[[ INFORMATION SUPPLIED, beginning ]]

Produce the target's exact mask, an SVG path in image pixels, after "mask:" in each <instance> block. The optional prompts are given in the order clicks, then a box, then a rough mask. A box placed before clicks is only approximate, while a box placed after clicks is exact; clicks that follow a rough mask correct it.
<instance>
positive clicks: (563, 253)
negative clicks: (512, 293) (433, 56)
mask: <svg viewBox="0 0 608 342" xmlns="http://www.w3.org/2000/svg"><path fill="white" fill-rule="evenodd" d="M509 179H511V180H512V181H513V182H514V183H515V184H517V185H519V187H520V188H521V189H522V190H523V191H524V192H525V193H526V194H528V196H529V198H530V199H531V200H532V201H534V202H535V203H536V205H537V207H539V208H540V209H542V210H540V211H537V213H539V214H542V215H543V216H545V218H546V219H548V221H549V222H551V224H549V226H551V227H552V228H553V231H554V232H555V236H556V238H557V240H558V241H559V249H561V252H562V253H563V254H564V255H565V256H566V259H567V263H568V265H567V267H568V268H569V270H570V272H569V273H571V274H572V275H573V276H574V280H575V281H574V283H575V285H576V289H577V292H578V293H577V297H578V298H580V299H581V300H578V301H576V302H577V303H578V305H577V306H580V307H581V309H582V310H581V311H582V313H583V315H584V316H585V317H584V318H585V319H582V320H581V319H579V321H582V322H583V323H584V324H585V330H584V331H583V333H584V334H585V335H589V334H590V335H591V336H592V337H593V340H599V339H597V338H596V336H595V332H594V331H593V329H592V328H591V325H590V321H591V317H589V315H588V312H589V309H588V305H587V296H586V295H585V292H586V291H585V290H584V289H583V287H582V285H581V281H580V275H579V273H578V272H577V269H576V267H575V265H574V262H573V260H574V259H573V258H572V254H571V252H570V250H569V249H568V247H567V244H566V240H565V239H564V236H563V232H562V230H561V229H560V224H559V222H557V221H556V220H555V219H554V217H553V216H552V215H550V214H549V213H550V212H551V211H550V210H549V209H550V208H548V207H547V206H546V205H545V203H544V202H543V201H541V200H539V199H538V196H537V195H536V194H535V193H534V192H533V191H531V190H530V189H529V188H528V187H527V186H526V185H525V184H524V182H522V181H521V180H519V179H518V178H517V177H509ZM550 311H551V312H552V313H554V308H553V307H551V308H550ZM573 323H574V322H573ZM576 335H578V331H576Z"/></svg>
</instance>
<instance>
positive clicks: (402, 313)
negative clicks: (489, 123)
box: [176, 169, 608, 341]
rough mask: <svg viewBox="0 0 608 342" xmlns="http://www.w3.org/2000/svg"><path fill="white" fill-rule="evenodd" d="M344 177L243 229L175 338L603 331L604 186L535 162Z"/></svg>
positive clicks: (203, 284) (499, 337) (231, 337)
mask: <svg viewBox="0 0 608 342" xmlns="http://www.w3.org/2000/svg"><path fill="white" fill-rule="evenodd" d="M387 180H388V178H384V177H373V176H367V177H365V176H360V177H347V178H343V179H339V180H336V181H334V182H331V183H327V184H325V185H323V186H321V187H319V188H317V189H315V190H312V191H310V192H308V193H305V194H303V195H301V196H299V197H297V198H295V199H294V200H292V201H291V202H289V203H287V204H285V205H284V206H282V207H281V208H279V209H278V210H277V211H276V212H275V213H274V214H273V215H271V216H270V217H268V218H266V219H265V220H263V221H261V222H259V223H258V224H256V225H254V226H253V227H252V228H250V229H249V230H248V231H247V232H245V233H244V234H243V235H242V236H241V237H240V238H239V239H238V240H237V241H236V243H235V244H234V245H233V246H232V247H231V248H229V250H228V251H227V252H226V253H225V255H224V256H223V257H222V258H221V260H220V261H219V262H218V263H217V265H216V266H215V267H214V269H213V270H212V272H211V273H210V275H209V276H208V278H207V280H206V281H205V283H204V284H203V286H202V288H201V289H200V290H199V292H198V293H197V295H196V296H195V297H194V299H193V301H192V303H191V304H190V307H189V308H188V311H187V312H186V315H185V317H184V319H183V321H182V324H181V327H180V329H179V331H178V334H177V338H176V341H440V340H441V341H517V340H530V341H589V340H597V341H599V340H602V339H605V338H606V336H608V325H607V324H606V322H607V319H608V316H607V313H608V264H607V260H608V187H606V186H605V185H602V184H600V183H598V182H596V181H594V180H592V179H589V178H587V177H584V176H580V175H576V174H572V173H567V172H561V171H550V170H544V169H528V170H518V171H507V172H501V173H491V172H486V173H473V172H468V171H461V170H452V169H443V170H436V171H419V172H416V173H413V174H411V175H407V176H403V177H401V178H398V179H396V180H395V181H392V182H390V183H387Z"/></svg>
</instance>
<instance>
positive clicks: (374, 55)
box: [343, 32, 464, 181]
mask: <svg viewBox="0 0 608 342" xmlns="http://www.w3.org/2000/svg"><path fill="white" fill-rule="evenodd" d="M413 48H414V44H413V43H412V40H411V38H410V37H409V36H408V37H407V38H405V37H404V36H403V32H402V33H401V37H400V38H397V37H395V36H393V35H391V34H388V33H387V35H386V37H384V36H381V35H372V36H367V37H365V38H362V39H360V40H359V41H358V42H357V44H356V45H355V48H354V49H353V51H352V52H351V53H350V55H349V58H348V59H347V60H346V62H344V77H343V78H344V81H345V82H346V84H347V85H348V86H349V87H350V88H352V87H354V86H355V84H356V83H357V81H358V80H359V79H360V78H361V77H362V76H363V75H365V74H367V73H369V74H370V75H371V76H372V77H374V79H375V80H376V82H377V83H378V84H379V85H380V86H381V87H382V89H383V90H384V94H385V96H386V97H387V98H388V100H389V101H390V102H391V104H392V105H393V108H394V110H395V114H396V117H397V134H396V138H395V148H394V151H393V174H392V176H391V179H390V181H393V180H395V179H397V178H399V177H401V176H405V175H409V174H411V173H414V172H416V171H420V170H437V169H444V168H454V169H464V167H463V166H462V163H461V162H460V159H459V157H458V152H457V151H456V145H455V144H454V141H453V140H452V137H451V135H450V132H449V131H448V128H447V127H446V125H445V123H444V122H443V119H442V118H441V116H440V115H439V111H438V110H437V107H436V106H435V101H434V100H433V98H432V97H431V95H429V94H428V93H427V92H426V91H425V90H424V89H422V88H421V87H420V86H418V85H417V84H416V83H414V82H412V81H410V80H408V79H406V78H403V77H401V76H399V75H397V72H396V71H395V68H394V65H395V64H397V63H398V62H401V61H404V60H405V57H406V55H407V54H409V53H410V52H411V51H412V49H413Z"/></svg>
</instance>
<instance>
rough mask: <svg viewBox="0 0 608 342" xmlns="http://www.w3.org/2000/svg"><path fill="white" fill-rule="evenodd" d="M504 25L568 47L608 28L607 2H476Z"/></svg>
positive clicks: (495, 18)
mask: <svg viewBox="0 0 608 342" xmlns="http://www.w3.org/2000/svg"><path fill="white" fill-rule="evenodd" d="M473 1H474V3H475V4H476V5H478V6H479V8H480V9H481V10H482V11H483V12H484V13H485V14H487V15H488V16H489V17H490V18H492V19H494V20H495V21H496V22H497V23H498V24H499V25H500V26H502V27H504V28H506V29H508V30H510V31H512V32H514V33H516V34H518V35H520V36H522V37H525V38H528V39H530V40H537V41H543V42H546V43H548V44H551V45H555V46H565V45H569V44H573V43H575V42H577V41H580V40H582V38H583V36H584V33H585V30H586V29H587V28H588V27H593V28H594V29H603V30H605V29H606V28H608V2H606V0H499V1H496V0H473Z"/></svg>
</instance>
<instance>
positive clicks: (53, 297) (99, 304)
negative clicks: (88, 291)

[[ INFORMATION SUPPLIED, end ]]

**INSTRUCTIONS TO FOLLOW:**
Every entry above must be copied exactly.

**RESPONSE TO THE TASK:**
Produce the target's exact mask, an SVG path in image pixels, after "mask:" in each <instance> block. The optional prompts are given in the order clicks, then a box, then a rough mask. A box placed before clicks is only approximate, while a box placed after clicks is exact; clicks that follow a rough mask correct it.
<instance>
positive clicks: (563, 253)
negative clicks: (512, 293) (433, 56)
mask: <svg viewBox="0 0 608 342" xmlns="http://www.w3.org/2000/svg"><path fill="white" fill-rule="evenodd" d="M509 179H511V180H512V181H513V182H514V183H515V184H517V185H519V187H520V188H521V189H522V190H523V191H524V192H525V193H526V194H528V196H529V198H530V199H531V200H532V201H534V202H535V203H536V205H537V207H539V208H540V209H542V210H540V211H537V213H539V214H542V215H543V216H545V218H546V219H548V221H549V222H551V224H549V226H551V227H552V228H553V231H554V232H555V236H556V238H557V240H558V241H559V249H561V252H562V253H563V254H564V255H565V256H566V259H567V263H568V265H567V267H568V268H569V270H570V272H569V273H571V274H572V275H573V276H574V280H575V281H574V283H575V285H576V289H577V292H578V293H577V297H578V298H580V299H581V300H578V301H576V302H577V303H578V305H577V306H580V307H581V309H582V310H581V311H582V313H583V315H584V316H585V317H584V318H585V319H582V320H581V319H579V321H582V322H583V323H584V324H585V330H584V331H583V333H584V334H585V335H589V334H590V335H591V336H592V337H593V340H599V339H597V338H596V336H595V332H594V331H593V329H592V328H591V325H590V321H591V317H589V315H588V312H589V309H588V305H587V296H586V295H585V292H586V291H585V290H584V289H583V287H582V285H581V281H580V275H579V273H578V272H577V269H576V267H575V265H574V262H573V260H574V259H573V258H572V254H571V252H570V250H569V249H568V247H567V244H566V240H565V239H564V236H563V232H562V230H561V229H560V224H559V222H557V221H556V220H555V219H554V217H553V216H552V215H550V214H549V213H550V212H551V211H550V210H549V209H550V208H548V207H547V206H546V205H545V203H544V202H543V201H541V200H539V199H538V196H537V195H536V194H535V193H534V192H533V191H531V190H530V189H529V188H528V187H527V186H526V185H525V184H524V182H522V181H521V180H519V179H518V178H517V177H509ZM550 311H551V312H552V313H554V308H553V307H551V308H550ZM573 323H574V322H573ZM576 335H578V331H576Z"/></svg>
</instance>
<instance>
positive clicks: (402, 313)
negative clicks: (489, 123)
box: [176, 169, 608, 341]
rough mask: <svg viewBox="0 0 608 342" xmlns="http://www.w3.org/2000/svg"><path fill="white" fill-rule="evenodd" d="M344 177L243 229L175 338L603 331L604 186L535 162Z"/></svg>
positive clicks: (203, 284) (499, 337) (231, 337)
mask: <svg viewBox="0 0 608 342" xmlns="http://www.w3.org/2000/svg"><path fill="white" fill-rule="evenodd" d="M387 180H388V178H384V177H373V176H367V177H365V176H360V177H347V178H343V179H339V180H336V181H334V182H331V183H327V184H325V185H323V186H321V187H319V188H317V189H315V190H312V191H310V192H308V193H305V194H303V195H301V196H299V197H297V198H295V199H294V200H292V201H291V202H289V203H287V204H285V205H284V206H282V207H281V208H279V209H278V210H277V211H276V212H275V213H274V214H273V215H271V216H270V217H268V218H266V219H265V220H263V221H261V222H259V223H258V224H256V225H254V226H253V227H252V228H250V229H249V230H248V231H247V232H245V233H244V234H243V235H242V236H241V237H240V238H239V239H238V240H237V241H236V243H235V244H234V245H233V246H232V247H231V248H229V250H228V251H227V252H226V253H225V255H224V256H223V257H222V258H221V260H220V261H219V262H218V263H217V265H216V266H215V267H214V269H213V270H212V272H211V273H210V275H209V276H208V278H207V280H206V281H205V283H204V284H203V286H202V288H201V289H200V290H199V292H198V293H197V295H196V296H195V297H194V299H193V301H192V303H191V304H190V307H189V308H188V311H187V312H186V315H185V317H184V319H183V321H182V324H181V327H180V329H179V331H178V334H177V338H176V341H440V340H441V341H517V340H530V341H589V340H597V341H599V340H602V339H605V338H606V336H608V325H607V324H606V322H607V319H608V316H607V313H608V264H607V260H608V187H606V186H605V185H602V184H600V183H598V182H596V181H594V180H592V179H589V178H587V177H584V176H580V175H576V174H572V173H567V172H561V171H550V170H544V169H528V170H518V171H507V172H501V173H491V172H486V173H473V172H468V171H461V170H452V169H443V170H436V171H419V172H416V173H413V174H411V175H407V176H403V177H401V178H398V179H396V180H395V181H392V182H390V183H387Z"/></svg>
</instance>
<instance>
positive clicks: (374, 55)
box: [343, 32, 464, 181]
mask: <svg viewBox="0 0 608 342" xmlns="http://www.w3.org/2000/svg"><path fill="white" fill-rule="evenodd" d="M413 48H414V44H413V43H412V40H411V38H410V37H409V36H408V37H407V38H405V37H404V36H403V32H402V33H401V37H400V38H397V37H395V36H393V35H391V34H388V33H387V35H386V37H384V36H381V35H372V36H367V37H365V38H362V39H360V40H359V41H358V42H357V44H356V45H355V48H354V49H353V51H352V52H351V53H350V55H349V58H348V59H347V60H346V62H344V77H343V78H344V81H345V82H346V84H347V85H348V86H349V87H350V88H352V87H354V86H355V84H356V83H357V81H358V80H359V79H360V78H361V77H362V76H363V75H365V74H367V73H369V74H370V75H371V76H372V77H374V79H375V80H376V82H377V83H378V84H379V85H380V86H381V87H382V89H383V90H384V94H385V96H386V97H387V98H388V100H389V101H390V102H391V104H392V105H393V108H394V110H395V114H396V117H397V134H396V138H395V148H394V151H393V174H392V176H391V179H390V181H393V180H395V179H397V178H399V177H401V176H405V175H409V174H411V173H414V172H416V171H420V170H437V169H444V168H454V169H464V167H463V166H462V163H461V162H460V159H459V157H458V152H457V151H456V145H455V144H454V141H453V140H452V137H451V135H450V132H449V131H448V128H447V127H446V125H445V123H444V122H443V119H442V118H441V116H440V115H439V111H438V110H437V107H436V106H435V101H434V100H433V98H432V97H431V95H429V94H428V93H427V92H426V91H425V90H424V89H422V88H421V87H420V86H418V85H417V84H416V83H414V82H412V81H410V80H408V79H406V78H403V77H401V76H399V75H397V72H396V71H395V68H394V65H395V64H397V63H398V62H401V61H404V60H405V57H406V55H407V54H409V53H410V52H411V51H412V49H413Z"/></svg>
</instance>
<instance>
rough mask: <svg viewBox="0 0 608 342" xmlns="http://www.w3.org/2000/svg"><path fill="white" fill-rule="evenodd" d="M504 25L568 47L608 28L607 2H476Z"/></svg>
positive clicks: (495, 18)
mask: <svg viewBox="0 0 608 342" xmlns="http://www.w3.org/2000/svg"><path fill="white" fill-rule="evenodd" d="M473 1H474V3H475V4H476V5H478V6H479V8H480V9H481V10H482V11H483V12H484V13H485V14H487V15H488V16H489V17H490V18H492V19H494V20H495V21H496V22H497V23H498V24H499V25H500V26H502V27H504V28H506V29H508V30H510V31H512V32H514V33H516V34H518V35H520V36H522V37H525V38H528V39H530V40H537V41H543V42H546V43H548V44H551V45H555V46H565V45H569V44H573V43H575V42H577V41H580V40H582V38H583V36H584V33H585V30H586V29H587V28H588V27H593V28H594V29H603V30H605V29H606V28H608V2H606V0H499V1H496V0H473Z"/></svg>
</instance>
<instance>
positive clicks: (53, 297) (99, 304)
negative clicks: (88, 291)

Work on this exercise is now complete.